Source data
-------------------------

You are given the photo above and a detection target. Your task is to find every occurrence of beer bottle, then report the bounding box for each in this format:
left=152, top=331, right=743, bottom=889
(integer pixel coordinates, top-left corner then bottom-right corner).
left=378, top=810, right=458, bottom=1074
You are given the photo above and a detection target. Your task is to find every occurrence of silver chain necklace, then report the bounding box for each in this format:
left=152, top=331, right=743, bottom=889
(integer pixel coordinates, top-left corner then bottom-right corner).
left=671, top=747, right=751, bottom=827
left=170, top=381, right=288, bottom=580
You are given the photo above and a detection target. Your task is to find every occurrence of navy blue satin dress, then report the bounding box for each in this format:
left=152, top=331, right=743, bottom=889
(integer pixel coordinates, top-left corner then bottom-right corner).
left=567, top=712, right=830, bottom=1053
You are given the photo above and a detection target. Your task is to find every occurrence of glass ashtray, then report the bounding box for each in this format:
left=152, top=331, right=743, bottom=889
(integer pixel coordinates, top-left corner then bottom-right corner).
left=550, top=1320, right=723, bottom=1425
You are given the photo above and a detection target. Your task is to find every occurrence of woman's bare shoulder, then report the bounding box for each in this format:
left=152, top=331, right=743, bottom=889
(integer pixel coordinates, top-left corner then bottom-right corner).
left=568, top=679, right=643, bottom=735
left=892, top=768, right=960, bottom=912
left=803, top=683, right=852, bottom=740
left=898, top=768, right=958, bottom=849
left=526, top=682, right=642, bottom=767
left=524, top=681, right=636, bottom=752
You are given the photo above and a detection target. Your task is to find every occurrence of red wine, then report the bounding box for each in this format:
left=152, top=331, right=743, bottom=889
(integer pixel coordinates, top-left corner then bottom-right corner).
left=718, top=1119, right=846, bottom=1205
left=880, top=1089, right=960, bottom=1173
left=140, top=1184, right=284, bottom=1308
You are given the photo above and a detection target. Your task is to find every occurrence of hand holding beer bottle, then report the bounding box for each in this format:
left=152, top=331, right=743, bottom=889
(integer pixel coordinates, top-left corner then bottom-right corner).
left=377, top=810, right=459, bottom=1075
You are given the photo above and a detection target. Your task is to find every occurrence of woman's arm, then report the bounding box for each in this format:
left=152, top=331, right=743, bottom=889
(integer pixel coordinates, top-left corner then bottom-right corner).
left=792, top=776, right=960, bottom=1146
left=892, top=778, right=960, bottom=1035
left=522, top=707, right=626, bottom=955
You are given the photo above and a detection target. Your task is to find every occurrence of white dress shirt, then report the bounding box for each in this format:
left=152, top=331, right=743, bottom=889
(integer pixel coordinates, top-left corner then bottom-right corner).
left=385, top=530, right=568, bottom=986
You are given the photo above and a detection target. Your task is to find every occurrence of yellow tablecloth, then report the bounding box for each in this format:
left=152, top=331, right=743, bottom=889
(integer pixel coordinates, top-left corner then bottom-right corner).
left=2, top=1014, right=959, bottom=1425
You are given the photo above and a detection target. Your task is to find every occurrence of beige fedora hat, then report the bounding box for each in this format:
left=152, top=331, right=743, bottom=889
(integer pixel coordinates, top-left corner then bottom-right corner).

-------------------------

EXERCISE BRIEF
Go through the lines above and copy any that contain "bottle".

ANSWER AREA
You are given the photo above and a detection target. Your task is to find every occurrence of beer bottle, then report the bounding box for each in this format:
You are given the photo above and a detection target. Your task is to find every occurrence of hand holding beer bottle, then report the bounding box for each in this format:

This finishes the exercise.